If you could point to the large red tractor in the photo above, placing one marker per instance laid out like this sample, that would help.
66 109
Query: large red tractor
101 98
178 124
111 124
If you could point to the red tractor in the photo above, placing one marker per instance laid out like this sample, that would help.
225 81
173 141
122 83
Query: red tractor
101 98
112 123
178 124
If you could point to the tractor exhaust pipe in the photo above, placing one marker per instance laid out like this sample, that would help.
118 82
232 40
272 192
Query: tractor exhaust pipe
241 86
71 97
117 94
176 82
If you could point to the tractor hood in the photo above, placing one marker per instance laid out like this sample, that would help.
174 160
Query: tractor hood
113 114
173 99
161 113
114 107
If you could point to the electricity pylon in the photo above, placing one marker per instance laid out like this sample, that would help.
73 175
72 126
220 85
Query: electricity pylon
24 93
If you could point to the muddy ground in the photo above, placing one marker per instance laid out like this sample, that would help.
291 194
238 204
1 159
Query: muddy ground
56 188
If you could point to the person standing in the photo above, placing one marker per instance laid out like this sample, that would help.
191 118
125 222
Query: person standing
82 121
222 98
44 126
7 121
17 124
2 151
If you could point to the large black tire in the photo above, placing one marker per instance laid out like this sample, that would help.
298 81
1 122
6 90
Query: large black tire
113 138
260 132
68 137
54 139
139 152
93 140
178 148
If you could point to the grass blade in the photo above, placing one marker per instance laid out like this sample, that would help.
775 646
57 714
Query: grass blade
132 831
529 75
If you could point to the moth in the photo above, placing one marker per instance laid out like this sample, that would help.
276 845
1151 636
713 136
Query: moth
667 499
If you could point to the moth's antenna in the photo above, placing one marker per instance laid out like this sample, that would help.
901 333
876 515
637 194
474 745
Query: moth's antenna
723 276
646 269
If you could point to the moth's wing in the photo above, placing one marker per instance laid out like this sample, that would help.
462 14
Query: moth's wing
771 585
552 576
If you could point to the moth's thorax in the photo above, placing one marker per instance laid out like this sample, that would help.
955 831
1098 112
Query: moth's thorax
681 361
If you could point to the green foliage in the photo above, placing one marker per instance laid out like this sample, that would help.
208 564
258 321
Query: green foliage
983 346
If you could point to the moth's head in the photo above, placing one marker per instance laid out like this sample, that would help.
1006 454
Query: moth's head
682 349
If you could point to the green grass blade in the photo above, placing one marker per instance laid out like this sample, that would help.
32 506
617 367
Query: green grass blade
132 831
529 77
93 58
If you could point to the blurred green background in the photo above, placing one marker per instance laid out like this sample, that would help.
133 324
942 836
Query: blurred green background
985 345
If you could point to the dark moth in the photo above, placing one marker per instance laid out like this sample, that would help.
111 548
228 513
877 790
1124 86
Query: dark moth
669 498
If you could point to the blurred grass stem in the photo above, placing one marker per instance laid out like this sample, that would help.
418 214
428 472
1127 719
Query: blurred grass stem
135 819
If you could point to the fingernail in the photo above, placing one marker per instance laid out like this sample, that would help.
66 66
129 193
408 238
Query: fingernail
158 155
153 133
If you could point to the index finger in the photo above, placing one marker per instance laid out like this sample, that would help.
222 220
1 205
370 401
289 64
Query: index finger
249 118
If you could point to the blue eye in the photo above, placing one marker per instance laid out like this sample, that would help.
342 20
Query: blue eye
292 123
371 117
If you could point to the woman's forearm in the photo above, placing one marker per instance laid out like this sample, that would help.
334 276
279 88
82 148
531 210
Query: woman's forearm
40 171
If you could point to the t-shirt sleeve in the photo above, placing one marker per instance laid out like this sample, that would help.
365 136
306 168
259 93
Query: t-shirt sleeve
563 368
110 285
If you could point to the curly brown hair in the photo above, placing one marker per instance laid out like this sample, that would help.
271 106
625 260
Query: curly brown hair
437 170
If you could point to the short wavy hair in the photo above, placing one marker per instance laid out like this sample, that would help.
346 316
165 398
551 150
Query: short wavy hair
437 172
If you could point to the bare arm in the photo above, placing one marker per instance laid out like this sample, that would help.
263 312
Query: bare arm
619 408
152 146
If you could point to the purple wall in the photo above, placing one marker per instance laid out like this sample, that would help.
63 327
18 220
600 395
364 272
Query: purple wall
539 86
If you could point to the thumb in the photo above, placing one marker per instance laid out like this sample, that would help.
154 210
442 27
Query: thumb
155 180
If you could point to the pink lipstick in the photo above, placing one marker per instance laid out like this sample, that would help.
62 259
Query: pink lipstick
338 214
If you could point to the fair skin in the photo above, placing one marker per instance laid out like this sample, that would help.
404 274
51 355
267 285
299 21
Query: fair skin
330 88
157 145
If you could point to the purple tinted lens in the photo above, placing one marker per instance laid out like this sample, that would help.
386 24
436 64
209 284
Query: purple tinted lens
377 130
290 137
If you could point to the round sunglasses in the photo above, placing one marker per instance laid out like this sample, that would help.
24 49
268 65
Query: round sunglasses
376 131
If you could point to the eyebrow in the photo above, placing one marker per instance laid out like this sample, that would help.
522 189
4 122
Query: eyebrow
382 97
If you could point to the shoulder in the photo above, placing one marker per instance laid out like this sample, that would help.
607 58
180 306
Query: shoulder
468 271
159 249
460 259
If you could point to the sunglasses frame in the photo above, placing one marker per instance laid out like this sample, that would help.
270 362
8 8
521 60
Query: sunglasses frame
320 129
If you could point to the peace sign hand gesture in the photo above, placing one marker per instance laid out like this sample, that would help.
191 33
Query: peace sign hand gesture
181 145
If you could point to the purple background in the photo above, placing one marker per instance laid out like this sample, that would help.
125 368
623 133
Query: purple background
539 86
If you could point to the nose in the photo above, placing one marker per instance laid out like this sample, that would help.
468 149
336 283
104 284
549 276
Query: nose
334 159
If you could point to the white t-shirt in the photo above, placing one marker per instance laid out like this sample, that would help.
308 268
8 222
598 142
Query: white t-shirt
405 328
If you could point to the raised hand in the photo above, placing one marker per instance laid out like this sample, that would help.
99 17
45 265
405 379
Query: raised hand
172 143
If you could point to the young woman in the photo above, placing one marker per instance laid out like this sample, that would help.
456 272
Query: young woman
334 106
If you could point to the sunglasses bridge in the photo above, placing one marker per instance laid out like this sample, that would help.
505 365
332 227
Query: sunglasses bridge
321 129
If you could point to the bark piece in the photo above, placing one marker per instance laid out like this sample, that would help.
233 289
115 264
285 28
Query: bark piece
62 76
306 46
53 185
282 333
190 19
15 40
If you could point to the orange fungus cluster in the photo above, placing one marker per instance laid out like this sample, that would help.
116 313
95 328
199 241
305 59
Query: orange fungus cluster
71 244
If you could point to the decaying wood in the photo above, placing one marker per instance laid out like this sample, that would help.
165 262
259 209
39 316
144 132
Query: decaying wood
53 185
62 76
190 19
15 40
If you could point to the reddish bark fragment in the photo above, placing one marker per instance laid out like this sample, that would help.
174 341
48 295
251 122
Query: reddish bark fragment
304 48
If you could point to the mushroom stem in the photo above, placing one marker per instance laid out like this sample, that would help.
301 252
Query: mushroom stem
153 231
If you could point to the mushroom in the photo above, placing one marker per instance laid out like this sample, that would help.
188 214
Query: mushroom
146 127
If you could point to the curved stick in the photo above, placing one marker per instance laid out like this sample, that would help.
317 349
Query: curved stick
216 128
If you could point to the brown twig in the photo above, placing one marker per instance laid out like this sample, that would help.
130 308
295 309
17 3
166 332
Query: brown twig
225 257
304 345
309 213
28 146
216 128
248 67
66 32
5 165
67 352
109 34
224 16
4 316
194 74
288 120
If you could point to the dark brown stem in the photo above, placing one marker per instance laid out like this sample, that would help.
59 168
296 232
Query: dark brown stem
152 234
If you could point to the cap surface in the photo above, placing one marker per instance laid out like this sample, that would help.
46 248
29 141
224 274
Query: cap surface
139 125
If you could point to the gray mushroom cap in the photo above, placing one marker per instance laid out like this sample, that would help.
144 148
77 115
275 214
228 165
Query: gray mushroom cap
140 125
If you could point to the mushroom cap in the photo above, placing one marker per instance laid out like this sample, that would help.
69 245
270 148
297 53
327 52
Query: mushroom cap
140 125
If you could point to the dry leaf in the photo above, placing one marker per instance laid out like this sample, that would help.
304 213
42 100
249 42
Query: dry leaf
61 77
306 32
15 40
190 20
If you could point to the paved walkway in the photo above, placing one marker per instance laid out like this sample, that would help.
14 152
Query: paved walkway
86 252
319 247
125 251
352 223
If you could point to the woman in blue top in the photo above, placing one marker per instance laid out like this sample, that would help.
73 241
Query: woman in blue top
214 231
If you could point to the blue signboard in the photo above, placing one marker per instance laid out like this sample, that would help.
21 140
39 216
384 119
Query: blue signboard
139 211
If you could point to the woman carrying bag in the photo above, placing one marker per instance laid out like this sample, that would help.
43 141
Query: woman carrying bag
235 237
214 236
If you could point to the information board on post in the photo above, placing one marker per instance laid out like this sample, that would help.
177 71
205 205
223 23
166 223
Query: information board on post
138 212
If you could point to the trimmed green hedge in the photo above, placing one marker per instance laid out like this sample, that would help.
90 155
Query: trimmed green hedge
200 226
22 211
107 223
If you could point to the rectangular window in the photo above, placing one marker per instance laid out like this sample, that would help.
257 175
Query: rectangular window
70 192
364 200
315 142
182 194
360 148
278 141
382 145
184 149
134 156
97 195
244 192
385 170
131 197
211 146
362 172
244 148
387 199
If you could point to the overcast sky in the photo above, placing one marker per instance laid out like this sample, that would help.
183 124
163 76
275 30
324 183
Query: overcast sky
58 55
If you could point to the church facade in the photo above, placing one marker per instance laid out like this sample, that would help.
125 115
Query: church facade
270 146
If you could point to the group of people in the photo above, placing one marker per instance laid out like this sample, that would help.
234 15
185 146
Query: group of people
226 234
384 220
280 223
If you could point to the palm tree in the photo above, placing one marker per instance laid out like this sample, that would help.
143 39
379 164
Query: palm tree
━━━━━━━━━━━━━━━━━━━━━━━━━━━━━━
What the task asks:
In the entries above, find the line containing "If you could point to the blue signboard". Set down that line and every line after it through the last one, exactly and alone.

Task solution:
If you could point to the blue signboard in the photo above, placing one marker per instance laid out like this sample, that would help.
21 140
39 216
384 119
Query: blue signboard
139 211
If you could point to the woman carrying bag in the photo above, placing one marker per instance laid out like this sample, that would help.
43 141
Query: woman carrying bag
235 237
214 236
If you could point to the information board on post in the photo above, placing one marker per instance laid out like this sample, that would help.
177 71
205 205
223 23
166 223
Query: information board on post
138 212
If you could point to the trimmed green hedge in the photo above, placing one marker per instance laid out like this sample, that would help.
90 155
Query: trimmed green hedge
200 226
22 211
107 223
If you could point to the rectangular window in the photo above, placing one marker per instance laid out like this sample, that would help.
257 175
Query: rectangular window
70 192
364 200
315 142
182 194
360 148
278 141
382 145
184 149
134 156
97 195
244 192
385 170
131 197
211 146
362 172
244 148
387 199
If you could point to the overcast sky in the photo above, placing one marker per instance laid out like this sample, that would help.
183 124
163 76
275 30
324 183
Query: overcast sky
58 55
If you could point to the church facade in the photo above, placing one marker per instance laid out like this sample, that would help.
125 115
Query: church facade
270 146
If you could point to the group of people in the photo above, placing one marker per instance laid out like this sample, that would help.
234 15
185 146
Query: group of people
226 234
384 220
280 223
If you could point to the palm tree in the photo above, placing one marker per instance laid out like this sample, that would help.
143 39
379 164
Query: palm tree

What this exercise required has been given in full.